Te lezen fragment
::::::::
Onrechtmatige doorzoeking en bewijsverkrijging in drugszaken

In deze zaak heeft de Rechtbank Limburg op 5 maart 2014 uitspraak gedaan in een strafzaak tegen een verdachte die beschuldigd werd van het opzettelijk aanwezig hebben van een grote hoeveelheid hard- en softdrugs. De doorzoeking van de woning van de verdachte werd als onrechtmatig beoordeeld, omdat deze was uitgevoerd door een hulpofficier van justitie zonder dat er een dringende noodzaak was aangetoond. De rechtbank oordeelde echter dat dit verzuim geen rechtsgevolgen met zich meebracht, omdat de verdachte niet in zijn verdediging was geschaad. De rechtbank achtte het wel bewezen dat de verdachte opzettelijk 70.280 gram amfetamine en 6.464 gram hennep aanwezig had, en baseerde dit oordeel op de verklaringen van de verdachte en de aangetroffen verdovende middelen in zijn woning. De verdachte werd veroordeeld tot een gevangenisstraf van 36 maanden. De rechtbank hield rekening met de ernst van de feiten en de impact van harddrugs op de volksgezondheid, en concludeerde dat de verdachte een significante bijdrage had geleverd aan de drugshandel. De uitspraak benadrukt de noodzaak van een rechtmatige doorzoeking en de gevolgen van onrechtmatig verkregen bewijs, maar bevestigt ook dat bewijs dat op andere manieren is verkregen, kan worden gebruikt in de rechtszaak.

Uitspraak

RECHTBANK Limburg

Zittingsplaats Maastricht
Strafrecht
Parketnummer : 03/659473-13
Datum uitspraak : 5 maart 2014
Tegenspraak
Vonnis van de rechtbank Limburg, meervoudige kamer voor strafzaken,
in de zaak tegen:
[naam verdachte],
geboren te [geboortegegevens verdachte],
thans gedetineerd in Detentiecentrum Schiphol HvB, Duizendbladweg 100 te Badhoevedorp.
Raadsman is mr. M.P.J.C. Heuvelmans, advocaat te Venlo.
::::::::
Tot welke straf veroordeelde de rechtbank de verdachte volgens de tekst over de drugszaak? De items hebben geen verband met de tekst.

Gegevens over verwijzende uitdrukkingen
::::::::
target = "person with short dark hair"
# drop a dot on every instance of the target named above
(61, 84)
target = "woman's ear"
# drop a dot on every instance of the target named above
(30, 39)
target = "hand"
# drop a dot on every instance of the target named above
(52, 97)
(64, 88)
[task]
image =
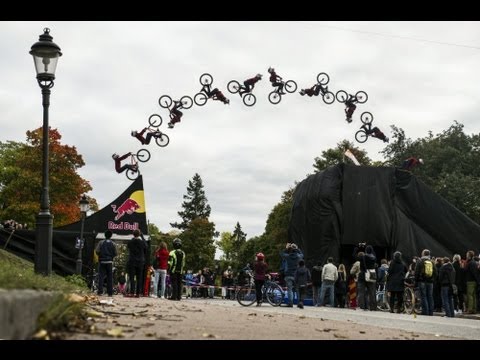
::::::::
Antwoord
Tot een gevangenisstraf van 36 maanden.